EXERCISE PROMPT> Print each of the rows below word for word, with no changes of any kind.

EXERCISE INPUT>
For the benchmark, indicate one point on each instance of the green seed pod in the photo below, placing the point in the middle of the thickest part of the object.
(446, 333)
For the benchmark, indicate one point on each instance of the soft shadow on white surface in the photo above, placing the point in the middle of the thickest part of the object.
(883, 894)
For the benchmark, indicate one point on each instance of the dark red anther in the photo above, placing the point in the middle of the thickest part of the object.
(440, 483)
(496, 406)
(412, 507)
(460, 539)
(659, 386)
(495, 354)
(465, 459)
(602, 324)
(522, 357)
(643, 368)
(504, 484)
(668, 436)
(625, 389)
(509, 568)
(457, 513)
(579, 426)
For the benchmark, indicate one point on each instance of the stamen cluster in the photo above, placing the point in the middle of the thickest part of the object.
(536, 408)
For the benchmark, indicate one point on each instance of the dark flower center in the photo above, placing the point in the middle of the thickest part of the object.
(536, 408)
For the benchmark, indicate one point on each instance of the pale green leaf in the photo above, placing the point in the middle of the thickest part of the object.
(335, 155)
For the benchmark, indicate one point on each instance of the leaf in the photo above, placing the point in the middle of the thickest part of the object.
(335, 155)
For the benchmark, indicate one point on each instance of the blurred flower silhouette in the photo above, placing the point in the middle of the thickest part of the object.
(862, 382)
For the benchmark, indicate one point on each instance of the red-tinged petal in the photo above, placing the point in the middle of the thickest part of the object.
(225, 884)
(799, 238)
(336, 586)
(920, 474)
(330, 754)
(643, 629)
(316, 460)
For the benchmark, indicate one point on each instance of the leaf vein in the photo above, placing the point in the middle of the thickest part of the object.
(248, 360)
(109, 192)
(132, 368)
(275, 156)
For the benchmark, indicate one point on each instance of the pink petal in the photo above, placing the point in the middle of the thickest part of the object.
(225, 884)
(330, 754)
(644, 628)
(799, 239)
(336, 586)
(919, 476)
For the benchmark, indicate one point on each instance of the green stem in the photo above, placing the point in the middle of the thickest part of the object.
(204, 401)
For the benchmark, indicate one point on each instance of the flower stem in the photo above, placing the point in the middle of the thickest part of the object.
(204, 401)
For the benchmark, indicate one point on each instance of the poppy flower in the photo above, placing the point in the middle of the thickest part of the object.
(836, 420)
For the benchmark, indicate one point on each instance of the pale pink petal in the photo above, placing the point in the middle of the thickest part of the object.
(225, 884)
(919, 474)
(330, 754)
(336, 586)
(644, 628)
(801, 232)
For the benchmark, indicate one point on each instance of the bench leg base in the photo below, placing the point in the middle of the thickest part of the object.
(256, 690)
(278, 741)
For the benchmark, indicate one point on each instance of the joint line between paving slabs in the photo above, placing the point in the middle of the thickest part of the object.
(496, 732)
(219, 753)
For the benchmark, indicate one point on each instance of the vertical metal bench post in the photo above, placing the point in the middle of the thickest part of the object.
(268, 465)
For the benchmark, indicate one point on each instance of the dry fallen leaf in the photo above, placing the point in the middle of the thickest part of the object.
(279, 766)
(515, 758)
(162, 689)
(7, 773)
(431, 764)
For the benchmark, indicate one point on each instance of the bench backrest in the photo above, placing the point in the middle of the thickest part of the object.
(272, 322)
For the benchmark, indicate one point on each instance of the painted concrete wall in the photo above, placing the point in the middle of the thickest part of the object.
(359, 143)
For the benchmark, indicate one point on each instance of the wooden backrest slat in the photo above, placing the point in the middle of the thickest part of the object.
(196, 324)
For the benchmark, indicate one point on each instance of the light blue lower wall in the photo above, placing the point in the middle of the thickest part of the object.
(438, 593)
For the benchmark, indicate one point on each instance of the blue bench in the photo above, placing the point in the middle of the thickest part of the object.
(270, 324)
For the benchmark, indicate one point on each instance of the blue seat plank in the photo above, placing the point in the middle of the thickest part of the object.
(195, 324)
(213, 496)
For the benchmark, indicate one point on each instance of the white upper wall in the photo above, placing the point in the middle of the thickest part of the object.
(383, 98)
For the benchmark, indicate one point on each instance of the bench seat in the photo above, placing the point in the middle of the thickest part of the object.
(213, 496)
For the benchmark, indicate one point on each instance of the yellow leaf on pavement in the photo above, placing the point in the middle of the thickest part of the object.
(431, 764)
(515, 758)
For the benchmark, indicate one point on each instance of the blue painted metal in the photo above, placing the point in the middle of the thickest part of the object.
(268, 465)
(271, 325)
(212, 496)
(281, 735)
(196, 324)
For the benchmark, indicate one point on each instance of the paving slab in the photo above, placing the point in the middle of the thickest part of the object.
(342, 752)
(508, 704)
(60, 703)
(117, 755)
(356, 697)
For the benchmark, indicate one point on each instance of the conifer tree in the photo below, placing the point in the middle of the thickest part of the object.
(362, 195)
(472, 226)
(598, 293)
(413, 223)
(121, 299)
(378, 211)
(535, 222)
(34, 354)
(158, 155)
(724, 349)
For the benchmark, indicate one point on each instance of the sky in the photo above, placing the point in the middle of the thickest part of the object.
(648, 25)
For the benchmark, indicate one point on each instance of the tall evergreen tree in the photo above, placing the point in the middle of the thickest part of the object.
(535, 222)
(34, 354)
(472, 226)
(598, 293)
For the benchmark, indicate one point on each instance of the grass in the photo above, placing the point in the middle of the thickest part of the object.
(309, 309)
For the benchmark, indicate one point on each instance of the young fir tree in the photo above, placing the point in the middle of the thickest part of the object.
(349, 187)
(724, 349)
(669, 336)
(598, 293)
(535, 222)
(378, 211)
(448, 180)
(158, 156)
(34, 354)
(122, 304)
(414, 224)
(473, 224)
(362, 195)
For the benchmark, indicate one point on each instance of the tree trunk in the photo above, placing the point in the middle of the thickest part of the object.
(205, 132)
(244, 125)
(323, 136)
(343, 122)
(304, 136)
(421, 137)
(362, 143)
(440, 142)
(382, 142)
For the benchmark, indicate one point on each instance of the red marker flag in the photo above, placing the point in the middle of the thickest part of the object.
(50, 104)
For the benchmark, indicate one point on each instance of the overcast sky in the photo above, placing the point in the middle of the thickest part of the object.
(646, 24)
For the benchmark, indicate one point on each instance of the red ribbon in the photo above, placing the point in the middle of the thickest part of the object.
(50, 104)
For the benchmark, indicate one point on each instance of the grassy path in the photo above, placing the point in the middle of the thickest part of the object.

SOLVED PROBLEM>
For the benchmark, indicate one point on each instance of the green seed pod in the photo below, placing the point in the middle of the thickest part of the object.
(446, 333)
For the benchmark, indicate one point on each instance of the soft shadow on white surface in the photo above, placing the point in the middle of the thickest part of the object.
(883, 894)
For the benchmark, indicate one point on each instance of the dark red anther in the photo above, placing the point in the middle of the thickest part of the object.
(440, 483)
(496, 406)
(412, 507)
(460, 539)
(659, 386)
(495, 354)
(465, 459)
(602, 324)
(522, 357)
(643, 368)
(504, 484)
(668, 436)
(625, 389)
(509, 568)
(457, 513)
(579, 426)
For the benchmark, indicate one point on each instance of the stamen cluster in the photo above, placing the point in the middle of the thickest part of the object.
(536, 408)
For the benchmark, indicate one point on each instance of the dark flower center in the photo above, placing the point in the middle of the thickest part of the object.
(536, 408)
For the benchmark, indicate one point on each instance of the pale green leaf in the photo above, placing the point in the middle of the thickest part of the object.
(335, 155)
For the benchmark, indicate one point on each instance of the leaf in the photo above, placing the point in the middle of the thickest part of the object.
(335, 155)
For the benchmark, indicate one point on each instance of the blurred flower silhouette in the photo above, placing the point in the middle of the thickest part of the object.
(862, 382)
For the benchmark, indicate one point on each instance of the red-tinged petal in the photo above, placing the point in the middle of the thickest part of the object.
(225, 884)
(799, 238)
(336, 586)
(920, 474)
(330, 754)
(643, 629)
(316, 460)
For the benchmark, indicate one point on each instance of the leaf vein in the photo above, placing the point in the middle of the thickest part of the object.
(248, 360)
(109, 192)
(132, 368)
(275, 156)
For the benchmark, indicate one point on each instance of the pink petal in the photo above, placing the point in the middle of the thickest part of the object.
(225, 884)
(330, 754)
(644, 628)
(799, 239)
(336, 586)
(919, 476)
For the benchmark, indicate one point on each instance of the green stem in the photo above, placing the point in the middle of the thickest part of the object.
(204, 401)
For the benchmark, indicate one point on each instance of the flower stem in the photo above, placing the point in the middle of the thickest part of the object.
(204, 401)
For the benchmark, indicate one point on each instance of the poppy flower in the photo above, placing the point in the middle of the thickest part of the object.
(836, 420)
For the benchmark, indicate one point on each instance of the pale pink petal in the photo above, placing the point in the middle of the thickest part of the object.
(225, 884)
(919, 474)
(330, 754)
(336, 586)
(644, 628)
(801, 232)
For the benchmark, indicate one point on each instance of the bench leg base in the photo below, placing the point in the middle of the thickest part of the object.
(256, 690)
(278, 741)
For the benchmark, indicate one point on each instance of the joint line between paving slabs in the photo above, placing the point in the middle of the thickest part of the object.
(496, 732)
(219, 753)
For the benchmark, indicate one point on each instance of the vertical metal bench post in the photo above, placing the point in the middle of the thickest part of the object.
(268, 465)
For the benchmark, indicate one point on each instance of the dry fallen leaf in the photo above, placing the point in the middle of the thickest part of the object.
(279, 766)
(515, 758)
(162, 689)
(7, 773)
(431, 764)
For the benchmark, indicate one point on each instance of the bench backrest in the photo above, placing the point in the middle of the thickest part of the object.
(272, 322)
For the benchmark, indicate one point on each instance of the painted concrete wall in the photo above, placing the point in the middle of the thickest part of the object.
(359, 143)
For the benchmark, indicate one point on each instance of the wooden backrest slat in the photo above, placing the point in the middle of the thickest part of the object.
(196, 324)
For the benchmark, indicate one point on each instance of the light blue lower wall in the photo above, placing the point in the middle of the thickest part of the object.
(438, 593)
For the benchmark, indicate one point on each instance of the blue bench in the photo above, placing the point in the middle of the thickest part of the object.
(270, 324)
For the benchmark, indicate one point on each instance of the blue seat plank in the photo above, placing the point in the middle of the thickest part of the object.
(195, 324)
(213, 496)
For the benchmark, indicate one point on each instance of the white upper wall in the photo above, placing the point in the middle of the thickest part of the object.
(383, 98)
For the benchmark, indicate one point on each instance of the bench seat in the photo above, placing the point in the middle of the thickest part of the object.
(213, 496)
For the benchmark, indicate one point on each instance of the yellow leaf on pavement in the photo above, placing the point in the middle of the thickest part of the object.
(431, 764)
(515, 758)
For the benchmark, indicate one point on each instance of the blue painted metal in the photo above, placing the point in the middle of the thickest part of the object.
(268, 465)
(271, 325)
(212, 496)
(281, 735)
(196, 324)
For the benchmark, indicate one point on each instance of the paving slab in the photo above, placing the point in the middle of the thickest part of the object.
(342, 752)
(508, 704)
(60, 703)
(117, 755)
(356, 697)
For the benchmark, indicate one point on each instance of the conifer tree in the photo below, placing the point in the middle of the thickest part of the object.
(362, 195)
(472, 226)
(598, 293)
(413, 223)
(121, 299)
(378, 211)
(535, 222)
(34, 354)
(158, 155)
(724, 349)
For the benchmark, indicate one point on each instance of the sky in the photo above, placing the point in the middle of the thickest part of the object.
(648, 25)
For the benchmark, indicate one point on each instance of the tall evergreen tree in the photo above, placing the point in the middle of the thickest part of the object.
(535, 222)
(34, 354)
(472, 226)
(598, 293)
For the benchmark, indicate one point on each instance of the grass in the photo above, placing the point in the middle of the thickest part of the object.
(309, 309)
For the benchmark, indicate one point on each instance of the young fir tree in the photo above, placing the point in the middle of the thickest part of the object.
(349, 187)
(724, 349)
(669, 336)
(598, 293)
(535, 222)
(378, 211)
(448, 180)
(158, 156)
(34, 354)
(122, 304)
(414, 224)
(473, 224)
(362, 195)
For the benchmark, indicate one point on each instance of the tree trunk in the photo above, placing the point in the middle of the thickest part of the object.
(205, 132)
(244, 125)
(323, 136)
(343, 122)
(304, 136)
(421, 137)
(362, 143)
(440, 142)
(382, 142)
For the benchmark, indicate one point on each instance of the red marker flag in the photo above, placing the point in the middle of the thickest part of the object.
(50, 104)
For the benchmark, indicate one point on each instance of the overcast sky in the photo above, placing the point in the middle of the thickest part of the object.
(646, 24)
For the benchmark, indicate one point on each instance of the red ribbon in the photo above, placing the point in the middle of the thickest part of the object.
(50, 104)
For the benchmark, indicate one point on each instance of the grassy path in the photo above, placing the point in the middle of the thickest part of the object.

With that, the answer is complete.